Exercise inputs:

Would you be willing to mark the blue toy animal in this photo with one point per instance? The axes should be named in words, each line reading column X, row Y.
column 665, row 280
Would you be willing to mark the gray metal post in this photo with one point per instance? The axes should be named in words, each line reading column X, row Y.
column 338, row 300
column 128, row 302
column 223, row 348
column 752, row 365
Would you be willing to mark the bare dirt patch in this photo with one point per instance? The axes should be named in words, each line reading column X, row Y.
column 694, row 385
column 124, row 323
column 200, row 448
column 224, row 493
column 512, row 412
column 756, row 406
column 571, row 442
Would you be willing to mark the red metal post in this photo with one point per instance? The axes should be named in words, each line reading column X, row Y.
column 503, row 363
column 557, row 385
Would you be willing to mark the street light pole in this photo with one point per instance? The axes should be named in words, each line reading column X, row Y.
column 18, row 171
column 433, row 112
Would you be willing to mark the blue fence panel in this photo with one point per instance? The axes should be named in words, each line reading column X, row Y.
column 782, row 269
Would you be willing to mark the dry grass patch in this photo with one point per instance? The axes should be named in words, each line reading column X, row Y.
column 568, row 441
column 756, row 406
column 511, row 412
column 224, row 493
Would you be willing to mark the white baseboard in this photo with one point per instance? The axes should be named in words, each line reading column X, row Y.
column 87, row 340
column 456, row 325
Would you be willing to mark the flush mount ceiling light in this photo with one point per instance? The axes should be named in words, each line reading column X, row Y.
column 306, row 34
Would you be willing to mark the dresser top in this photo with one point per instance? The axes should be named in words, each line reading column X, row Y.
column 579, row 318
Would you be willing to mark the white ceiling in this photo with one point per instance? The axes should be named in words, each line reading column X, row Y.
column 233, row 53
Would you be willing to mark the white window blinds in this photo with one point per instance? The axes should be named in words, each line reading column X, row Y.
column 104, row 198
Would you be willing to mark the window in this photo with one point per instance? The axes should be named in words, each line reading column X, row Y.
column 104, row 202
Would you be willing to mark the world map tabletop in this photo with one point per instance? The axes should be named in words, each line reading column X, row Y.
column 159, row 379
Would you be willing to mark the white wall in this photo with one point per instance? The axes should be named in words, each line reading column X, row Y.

---

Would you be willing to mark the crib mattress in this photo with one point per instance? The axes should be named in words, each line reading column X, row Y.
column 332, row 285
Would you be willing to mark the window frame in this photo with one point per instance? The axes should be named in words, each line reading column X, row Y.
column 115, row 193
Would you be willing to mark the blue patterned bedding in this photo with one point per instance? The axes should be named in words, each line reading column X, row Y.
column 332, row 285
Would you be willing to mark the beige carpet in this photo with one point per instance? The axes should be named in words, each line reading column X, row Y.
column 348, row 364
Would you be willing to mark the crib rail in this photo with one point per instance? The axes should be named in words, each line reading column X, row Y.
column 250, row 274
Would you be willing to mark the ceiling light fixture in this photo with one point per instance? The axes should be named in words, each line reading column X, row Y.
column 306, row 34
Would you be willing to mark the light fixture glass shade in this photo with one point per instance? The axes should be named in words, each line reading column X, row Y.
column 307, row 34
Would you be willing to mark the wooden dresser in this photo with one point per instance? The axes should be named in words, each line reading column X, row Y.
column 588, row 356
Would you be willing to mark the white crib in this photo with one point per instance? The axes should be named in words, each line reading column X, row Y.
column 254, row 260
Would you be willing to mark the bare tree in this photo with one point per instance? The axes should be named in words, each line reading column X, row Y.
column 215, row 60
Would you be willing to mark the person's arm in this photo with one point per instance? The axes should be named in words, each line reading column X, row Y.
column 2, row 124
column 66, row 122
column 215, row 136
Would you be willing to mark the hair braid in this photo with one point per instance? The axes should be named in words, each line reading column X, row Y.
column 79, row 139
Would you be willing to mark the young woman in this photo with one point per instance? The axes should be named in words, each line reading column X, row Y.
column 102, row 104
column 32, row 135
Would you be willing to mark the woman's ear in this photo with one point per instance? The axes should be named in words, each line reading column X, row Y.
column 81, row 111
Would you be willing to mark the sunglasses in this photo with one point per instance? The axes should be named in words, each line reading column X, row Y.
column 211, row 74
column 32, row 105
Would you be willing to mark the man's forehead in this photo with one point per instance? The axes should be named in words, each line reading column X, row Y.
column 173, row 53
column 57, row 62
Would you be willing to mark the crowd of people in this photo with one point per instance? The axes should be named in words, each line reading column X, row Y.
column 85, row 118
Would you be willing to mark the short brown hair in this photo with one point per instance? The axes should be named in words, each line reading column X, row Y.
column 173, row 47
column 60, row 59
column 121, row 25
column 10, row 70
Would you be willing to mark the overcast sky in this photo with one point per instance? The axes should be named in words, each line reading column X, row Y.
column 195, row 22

To be done: Write out again everything from the line containing "Would you be willing to mark the blue toy" down to the line containing "column 752, row 365", swapping "metal post" for "steel pole" and leaving all else unchanged.

Task response:
Would you be willing to mark the blue toy animal in this photo with one point per instance? The axes should be named in words, each line reading column X, row Y.
column 665, row 280
Would you be willing to mark the gray steel pole in this photo with one point per instance? The axes should be named in words, each line reading column X, row Y.
column 338, row 300
column 128, row 302
column 223, row 348
column 752, row 365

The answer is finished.